## Instructions to follow:
Rewrite the records below, renaming "planogram check" to "shelf audit" wherever it appears and leaving everything else unchanged.

## Begin Data to use

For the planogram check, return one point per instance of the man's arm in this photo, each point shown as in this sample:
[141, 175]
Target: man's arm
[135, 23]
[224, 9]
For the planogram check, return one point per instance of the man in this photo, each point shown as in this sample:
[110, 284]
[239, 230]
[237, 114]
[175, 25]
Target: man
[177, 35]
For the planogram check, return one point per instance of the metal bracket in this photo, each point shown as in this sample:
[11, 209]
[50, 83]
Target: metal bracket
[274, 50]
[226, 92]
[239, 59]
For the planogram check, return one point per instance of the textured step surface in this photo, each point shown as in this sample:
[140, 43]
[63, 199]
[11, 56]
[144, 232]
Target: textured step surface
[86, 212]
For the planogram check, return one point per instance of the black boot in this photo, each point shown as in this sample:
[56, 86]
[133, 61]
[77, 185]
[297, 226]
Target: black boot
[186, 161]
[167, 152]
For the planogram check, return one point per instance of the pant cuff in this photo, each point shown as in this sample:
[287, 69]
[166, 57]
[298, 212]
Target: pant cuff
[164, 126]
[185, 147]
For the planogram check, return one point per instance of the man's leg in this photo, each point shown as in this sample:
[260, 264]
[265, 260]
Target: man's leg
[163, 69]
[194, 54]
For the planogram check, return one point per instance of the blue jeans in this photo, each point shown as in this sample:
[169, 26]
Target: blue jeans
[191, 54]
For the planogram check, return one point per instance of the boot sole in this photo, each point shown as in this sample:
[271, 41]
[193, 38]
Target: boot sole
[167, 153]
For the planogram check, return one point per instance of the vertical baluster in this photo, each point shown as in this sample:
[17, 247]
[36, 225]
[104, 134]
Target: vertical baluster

## End Data to use

## Response:
For the shelf audit, return one point per instance of the man's arm in this photo, each point shown as in this sample:
[141, 175]
Target: man's arm
[135, 23]
[224, 9]
For the shelf audit, return one point per instance of the man in this photo, each point shown as in this sample:
[110, 284]
[239, 230]
[237, 114]
[175, 25]
Target: man
[177, 35]
For the shelf audit, return one point per instance of the metal bracket in this photo, each point shown as in this sample:
[11, 209]
[50, 83]
Target: metal bracket
[274, 50]
[226, 92]
[239, 59]
For the shelf audit, return one point per instance of the textured step surface in this photo, each point shown as in this sample:
[140, 43]
[63, 199]
[11, 56]
[144, 232]
Target: textured step surface
[86, 212]
For the shelf audit, return one point per instance of the black boot in this photo, each point shown as in this sample:
[56, 86]
[133, 61]
[77, 185]
[297, 226]
Target: black boot
[186, 161]
[167, 152]
For the shelf audit, return one point per instance of the pant cuff in this photo, each point shown as in this sample:
[287, 69]
[166, 57]
[298, 212]
Target: pant cuff
[164, 126]
[185, 147]
For the shelf audit, return one point per instance of the man's leg in this photo, each point shown as in this sample:
[260, 264]
[265, 260]
Target: man's leg
[163, 69]
[194, 54]
For the shelf audit, return one point per instance of the blue jeans in this photo, each point shown as in this sample:
[169, 26]
Target: blue jeans
[191, 54]
For the shelf audit, return one point per instance of the boot sole in this photo, each point shown as in this sample:
[271, 41]
[193, 38]
Target: boot sole
[167, 153]
For the shelf audit, return one point per instance of the vertical baluster in this photo, each point shown as in this sample:
[17, 247]
[36, 225]
[104, 134]
Target: vertical baluster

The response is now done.